* Gösterilen metin:
^^^^^^^^
Geçtiğimiz günlerde bir İslamcı STK’da bazı İslamcı arkadaşlarla yine bu konuları konuşurken yine Ak Partiye yakın ve İslamcılığı ile bilinen bir hocamız arkadaşımız iktidarın bu söylem eylem farklılığını Amerika’nın gücü ile izah ediyor ve özetle Amerika’nın gücüne erişmeden yapacağımız bir şey yok diyordu. Bende hiçbir zaman Amerika’nın gücüne erişme ihtimalimiz olmadığına göre yapacak bir şey hiçbir zaman olmayacak dedim. Orada bulunan kimse bir şey demedi.

Başka ikili sohbetlerde de gördüğüm anladığım o ki Ak Parti İslamcıları Amerika’nın gücüne teslim olmuş durumdalar. Amerika’nın gücü ve ödeteceği bedel devlet olarak Gazze’deki iki milyon insanın yaşadığı zulüm karşısında, Gazze’deki çocuk, kadın masum sivilin soykırıma uğratılmasına sadece söz söyleyip hiçbir şey yapmamayı meşrulaştırıyor.
^^^^^^^^
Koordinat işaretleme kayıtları
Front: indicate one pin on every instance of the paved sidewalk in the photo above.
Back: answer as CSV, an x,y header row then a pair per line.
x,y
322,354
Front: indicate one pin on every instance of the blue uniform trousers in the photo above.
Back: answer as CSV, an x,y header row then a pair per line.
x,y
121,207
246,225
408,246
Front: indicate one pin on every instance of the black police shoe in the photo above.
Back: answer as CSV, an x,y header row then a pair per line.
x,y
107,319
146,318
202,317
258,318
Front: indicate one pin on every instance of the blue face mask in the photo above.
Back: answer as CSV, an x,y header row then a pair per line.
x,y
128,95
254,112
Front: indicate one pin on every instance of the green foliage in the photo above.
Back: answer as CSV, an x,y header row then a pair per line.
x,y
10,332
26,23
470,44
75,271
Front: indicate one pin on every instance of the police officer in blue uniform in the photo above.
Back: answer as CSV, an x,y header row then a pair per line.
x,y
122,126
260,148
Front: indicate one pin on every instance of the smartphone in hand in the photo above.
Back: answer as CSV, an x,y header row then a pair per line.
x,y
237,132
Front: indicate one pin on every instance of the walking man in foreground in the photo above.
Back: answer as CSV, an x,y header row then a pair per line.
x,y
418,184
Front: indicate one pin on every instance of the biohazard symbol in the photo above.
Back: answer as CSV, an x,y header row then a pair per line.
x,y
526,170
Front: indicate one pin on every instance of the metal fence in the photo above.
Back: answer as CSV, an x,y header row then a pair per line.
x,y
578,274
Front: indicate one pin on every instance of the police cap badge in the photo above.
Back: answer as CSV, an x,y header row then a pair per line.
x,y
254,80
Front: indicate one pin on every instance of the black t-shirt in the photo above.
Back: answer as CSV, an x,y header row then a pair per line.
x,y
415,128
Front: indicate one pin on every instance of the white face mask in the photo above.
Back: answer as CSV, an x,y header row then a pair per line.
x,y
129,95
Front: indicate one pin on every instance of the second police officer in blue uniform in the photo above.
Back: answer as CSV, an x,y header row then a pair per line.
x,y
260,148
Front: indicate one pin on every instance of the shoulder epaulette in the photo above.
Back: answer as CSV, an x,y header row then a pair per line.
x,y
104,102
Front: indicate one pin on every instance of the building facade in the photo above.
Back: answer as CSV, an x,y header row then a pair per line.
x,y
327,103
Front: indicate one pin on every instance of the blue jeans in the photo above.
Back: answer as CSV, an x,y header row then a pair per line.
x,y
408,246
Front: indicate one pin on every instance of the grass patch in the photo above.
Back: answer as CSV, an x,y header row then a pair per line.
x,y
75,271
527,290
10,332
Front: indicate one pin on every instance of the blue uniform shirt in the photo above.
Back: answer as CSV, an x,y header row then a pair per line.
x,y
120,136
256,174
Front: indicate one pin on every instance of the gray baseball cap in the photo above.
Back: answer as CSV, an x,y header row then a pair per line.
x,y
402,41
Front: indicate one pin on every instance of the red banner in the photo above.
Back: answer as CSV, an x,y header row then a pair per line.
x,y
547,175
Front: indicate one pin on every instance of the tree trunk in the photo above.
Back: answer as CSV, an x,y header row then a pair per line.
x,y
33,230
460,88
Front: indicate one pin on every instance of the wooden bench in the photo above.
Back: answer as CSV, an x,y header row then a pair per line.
^^^^^^^^
* Yapılacaklar:
• a. Gösterilen metinde "Başka ikili sohbetlerde" diye başlayan paragrafı, ana bilgilerini koruyarak daha kısa biçimde yeniden yazar mısınız?
• b. Ak Parti İslamcılarının Amerika'nın gücü karşısındaki tutumunu anlatan metni, son cümlesinin ardından alıp sürdürür müsünüz?
Bu kayıtlara ihtiyaç duyulmuyor.

* Yanıtlar:
• a. İkili sohbetlerden edinilen izlenime göre Ak Parti İslamcıları Amerika'nın gücüne teslim olmuş durumda. Bu güç ve ödeteceği bedel, devletin Gazze'deki iki milyon insana yapılan zulüm ve masum sivillerin soykırımı karşısında yalnızca söz söyleyip hiçbir şey yapmamasını meşrulaştırıyor.

• b.
Amerika’nın gücü bahanesi ile Gazze’de hem hiçbir şey yapmıyor hem de çok şey yapıyor gözükmek istiyoruz. STK’larımız cemaatlerimiz zarar görmesin diye iktidarı eleştirmekten korkuyoruz. Oportünist bir yaklaşım içerisindeyiz. 

FETÖ lideri Fetullah Gülen bundan 20-30 yıl önce Amerika’nın gücünü görmüş ona teslim olmuştu. Oportünist bir mantıkla Amerika’nın gölgesi altında kendince İslami bir faaliyet yapıyor kendi ifadesi ile güneşin doğup battığı her yere Peygamberimizin adını mesajını ulaştırmaya çalıştığını iddia ediyordu.

Bence Ak Partili İslamcı STK’lar esasen FETÖ lideri Fethullah Gülen’in 20-30 yıl önce yaptığını yapıyorlar tek farkla, FETÖ lideri Fetullah Gülen’in Amerika’nın gücüne teslim olurken anti Amerikancı gözükmek gibi bir derdi yoktu. Ak Partili İslamcı STK’lar oportünist bir mantıkla hem Amerika’nın gücüne teslim olup hem de anti Amerikancı gözükmek istiyorlar.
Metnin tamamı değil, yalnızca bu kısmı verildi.